What is being asked ▸ The records that follow are to be repeated exactly, in full.

◇ ◇ ◇

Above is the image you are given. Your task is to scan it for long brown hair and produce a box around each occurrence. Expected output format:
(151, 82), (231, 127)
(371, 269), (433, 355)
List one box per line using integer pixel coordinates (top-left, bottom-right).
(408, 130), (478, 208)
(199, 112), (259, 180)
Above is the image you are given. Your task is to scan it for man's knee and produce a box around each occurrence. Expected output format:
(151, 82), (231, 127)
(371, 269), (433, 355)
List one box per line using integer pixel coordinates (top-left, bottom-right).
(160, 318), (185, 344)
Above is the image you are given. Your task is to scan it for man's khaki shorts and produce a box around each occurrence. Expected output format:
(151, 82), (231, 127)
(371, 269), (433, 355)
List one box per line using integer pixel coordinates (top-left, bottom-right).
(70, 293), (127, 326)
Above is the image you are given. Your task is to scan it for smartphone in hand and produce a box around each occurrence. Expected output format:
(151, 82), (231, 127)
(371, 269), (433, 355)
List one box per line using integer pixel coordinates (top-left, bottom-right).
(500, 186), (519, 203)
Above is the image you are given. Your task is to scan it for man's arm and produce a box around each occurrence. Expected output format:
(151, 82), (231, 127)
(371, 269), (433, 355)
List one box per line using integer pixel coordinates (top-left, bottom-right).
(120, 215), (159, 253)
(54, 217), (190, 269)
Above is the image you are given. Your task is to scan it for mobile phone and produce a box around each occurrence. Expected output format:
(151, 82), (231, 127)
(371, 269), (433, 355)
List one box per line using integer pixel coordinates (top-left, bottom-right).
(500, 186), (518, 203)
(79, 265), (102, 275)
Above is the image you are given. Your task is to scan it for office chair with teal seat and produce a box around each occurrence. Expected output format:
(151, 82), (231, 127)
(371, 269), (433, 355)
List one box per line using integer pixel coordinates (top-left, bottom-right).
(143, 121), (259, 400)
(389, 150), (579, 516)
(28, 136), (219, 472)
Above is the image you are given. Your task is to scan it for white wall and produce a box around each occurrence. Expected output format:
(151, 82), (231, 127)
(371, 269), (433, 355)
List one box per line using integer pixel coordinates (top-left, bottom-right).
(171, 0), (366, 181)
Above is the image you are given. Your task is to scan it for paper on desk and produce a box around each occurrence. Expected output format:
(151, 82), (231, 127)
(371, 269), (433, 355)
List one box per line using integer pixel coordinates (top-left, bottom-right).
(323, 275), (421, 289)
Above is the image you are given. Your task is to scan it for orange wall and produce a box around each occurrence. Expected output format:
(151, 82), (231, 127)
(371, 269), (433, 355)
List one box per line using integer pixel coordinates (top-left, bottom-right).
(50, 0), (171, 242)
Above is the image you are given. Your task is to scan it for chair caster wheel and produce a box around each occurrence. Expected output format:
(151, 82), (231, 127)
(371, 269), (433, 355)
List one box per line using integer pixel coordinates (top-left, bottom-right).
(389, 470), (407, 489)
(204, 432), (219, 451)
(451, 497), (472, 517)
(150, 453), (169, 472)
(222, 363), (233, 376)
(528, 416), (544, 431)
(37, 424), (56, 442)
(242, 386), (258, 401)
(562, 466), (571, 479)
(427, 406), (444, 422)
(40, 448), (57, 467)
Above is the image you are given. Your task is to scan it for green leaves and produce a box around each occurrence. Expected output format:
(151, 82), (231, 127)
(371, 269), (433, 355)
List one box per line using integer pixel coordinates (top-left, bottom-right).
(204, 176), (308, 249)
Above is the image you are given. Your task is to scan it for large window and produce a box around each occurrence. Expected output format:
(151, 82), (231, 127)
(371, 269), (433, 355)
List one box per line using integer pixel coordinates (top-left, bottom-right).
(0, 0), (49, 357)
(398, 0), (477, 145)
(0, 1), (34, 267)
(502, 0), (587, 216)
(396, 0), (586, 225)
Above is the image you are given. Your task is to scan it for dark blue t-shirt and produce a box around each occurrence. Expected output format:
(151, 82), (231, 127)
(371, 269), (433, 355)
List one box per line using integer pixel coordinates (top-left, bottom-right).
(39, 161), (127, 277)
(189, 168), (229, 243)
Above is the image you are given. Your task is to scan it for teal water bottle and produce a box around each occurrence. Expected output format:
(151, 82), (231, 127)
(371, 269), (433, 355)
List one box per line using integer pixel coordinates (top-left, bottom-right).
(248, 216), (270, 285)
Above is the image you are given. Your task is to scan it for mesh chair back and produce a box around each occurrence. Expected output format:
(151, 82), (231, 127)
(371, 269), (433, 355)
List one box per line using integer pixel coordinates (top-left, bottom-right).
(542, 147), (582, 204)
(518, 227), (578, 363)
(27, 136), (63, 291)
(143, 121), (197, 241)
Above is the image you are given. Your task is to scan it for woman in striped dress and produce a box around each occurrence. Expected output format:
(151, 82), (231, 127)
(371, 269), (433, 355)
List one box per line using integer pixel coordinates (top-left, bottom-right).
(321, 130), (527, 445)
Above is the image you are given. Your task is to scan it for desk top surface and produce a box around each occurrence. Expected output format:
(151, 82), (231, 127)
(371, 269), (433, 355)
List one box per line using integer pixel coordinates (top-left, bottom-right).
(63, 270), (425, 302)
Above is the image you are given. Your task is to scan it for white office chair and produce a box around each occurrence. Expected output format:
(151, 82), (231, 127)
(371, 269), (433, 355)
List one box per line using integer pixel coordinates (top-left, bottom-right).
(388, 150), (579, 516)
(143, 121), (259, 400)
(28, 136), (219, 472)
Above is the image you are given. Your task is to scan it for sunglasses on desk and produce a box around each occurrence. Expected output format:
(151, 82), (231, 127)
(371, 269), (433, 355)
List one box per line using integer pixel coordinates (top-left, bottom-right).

◇ ◇ ◇

Result of this exercise ▸
Above is the image you are given. Your task is to scan it for long brown hair and produce a box around each occurrence. Expected output format:
(151, 82), (231, 127)
(371, 269), (433, 355)
List one box per line using integer pixel coordinates (top-left, bottom-right).
(408, 130), (478, 208)
(199, 112), (259, 180)
Above is the image you are given. Your task is to scan it for man's knee and produce a box around each occurrence. Expected output format:
(151, 82), (231, 127)
(371, 269), (433, 355)
List one box per line using integer pixel coordinates (top-left, bottom-right).
(160, 318), (185, 344)
Above is the image you are given. Your task is to scan it for man's khaki shorts and produce a box around each occurrence. Expected output format:
(151, 82), (231, 127)
(371, 269), (433, 355)
List one box per line using integer pixel coordinates (top-left, bottom-right).
(70, 293), (127, 326)
Above is the image you are given. Your task is to scan it for smartphone in hand and produce a box around each occurrence. Expected output format:
(151, 82), (231, 127)
(371, 269), (433, 355)
List one box per line using integer pixel coordinates (top-left, bottom-right).
(500, 186), (519, 203)
Above is the image you are given. Your task is to scan it for man's arm and produce a box around each occurrence. Expected output format:
(151, 82), (231, 127)
(371, 269), (433, 355)
List one box per line using integer pixel coordinates (top-left, bottom-right).
(120, 215), (159, 253)
(54, 217), (190, 269)
Above is the image you are given. Your task is to scan it for mobile phone and produce a box around each occurrence. Expected output format:
(151, 82), (231, 127)
(371, 269), (433, 355)
List one box per line using integer pixel coordinates (top-left, bottom-right).
(500, 186), (518, 203)
(79, 265), (102, 275)
Above is the image you are given. Your task is to scan it for office chair with teal seat and produce a box around each occurrence. Expected output format:
(151, 82), (231, 127)
(371, 269), (433, 355)
List one box per line using integer pixel coordinates (top-left, bottom-right).
(143, 121), (259, 400)
(389, 150), (579, 516)
(28, 136), (219, 472)
Above is the image you are given. Your task is to scan it for white wall and produce a box around each occurrence. Expected output format:
(151, 82), (231, 127)
(371, 269), (433, 355)
List one box per line using integer pixel coordinates (top-left, bottom-right).
(171, 0), (366, 181)
Above is the image you are given. Your task is to scan it for paper on desk and produce a box around each occurrence. Expected output format:
(151, 82), (231, 127)
(371, 269), (433, 355)
List one box per line using integer pixel coordinates (top-left, bottom-right).
(323, 275), (421, 289)
Above is the image you are given. Your task is to scan it for orange wall and produce a box around each occurrence. Expected output format:
(151, 82), (231, 127)
(371, 269), (433, 355)
List one box per line using integer pixel coordinates (top-left, bottom-right).
(50, 0), (171, 242)
Above is the image you are given. Your task is to scan it for chair caster wheel and produce a box around each occurrence. Expected output format:
(151, 82), (231, 127)
(371, 269), (433, 355)
List one box per line using integer pixel coordinates (top-left, bottom-right).
(389, 470), (407, 489)
(204, 432), (219, 451)
(451, 497), (472, 517)
(150, 453), (169, 472)
(222, 363), (233, 376)
(528, 416), (544, 431)
(37, 424), (56, 442)
(242, 386), (258, 401)
(562, 466), (571, 479)
(427, 406), (444, 422)
(40, 448), (57, 467)
Above is the image you are given. Your task is to scan it for green leaves and produce a box around each occurrence. Expected output format:
(151, 82), (231, 127)
(371, 269), (433, 355)
List one box per line using integer pixel coordinates (top-left, bottom-right).
(204, 176), (308, 249)
Above is the image you are given. Your task is to scan it for large window and produce a box around each occurrence. Expected output format:
(151, 82), (231, 127)
(371, 269), (433, 355)
List one box per line using integer pixel coordinates (top-left, bottom-right).
(0, 0), (49, 357)
(398, 0), (477, 145)
(0, 1), (34, 267)
(502, 0), (587, 216)
(396, 0), (586, 225)
Above is the image you are given. Your task is to scan it for dark blue t-shirt and produce a box around each occurrence. Expected output format:
(151, 82), (231, 127)
(371, 269), (433, 355)
List one box per line using integer pixel coordinates (top-left, bottom-right).
(39, 161), (127, 277)
(189, 168), (229, 243)
Above is the image you are given. Your task is to scan it for teal water bottle and produce a box around each occurrence. Expected output format:
(151, 82), (231, 127)
(371, 269), (433, 355)
List one box per line using integer pixel coordinates (top-left, bottom-right).
(248, 216), (270, 285)
Above is the image you are given. Your task is to scan it for mesh chair back and produce a box around each occurrence. Expected output format:
(151, 82), (231, 127)
(371, 269), (433, 355)
List one box per line using integer pixel coordinates (top-left, bottom-right).
(542, 147), (582, 204)
(518, 227), (578, 363)
(27, 136), (63, 291)
(143, 121), (197, 241)
Above is the image you are given. Your task is to scan it for woman in striped dress and produce a box around each occurrence. Expected output format:
(151, 82), (231, 127)
(371, 269), (433, 355)
List one box per line using integer pixel coordinates (top-left, bottom-right).
(321, 130), (527, 445)
Above is the image you are given. Your task is to scan it for desk top surface and produce a box around each occurrence. Expected output format:
(151, 82), (231, 127)
(371, 269), (433, 355)
List one box per line using integer pixel coordinates (top-left, bottom-right).
(63, 270), (425, 302)
Above is the image you are given. Your task is to scan it for white office chair and produce a box around each occurrence. Expected output format:
(151, 82), (231, 127)
(371, 269), (433, 355)
List one box per line using integer pixel coordinates (top-left, bottom-right).
(388, 150), (579, 516)
(143, 121), (259, 400)
(28, 136), (219, 472)
Above is the image you are given. Your task is to scan it for sunglasses on desk and produce a box around each occurrence. Expected output format:
(151, 82), (231, 127)
(371, 269), (433, 355)
List one box per line using integer pixel coordinates (top-left, bottom-right).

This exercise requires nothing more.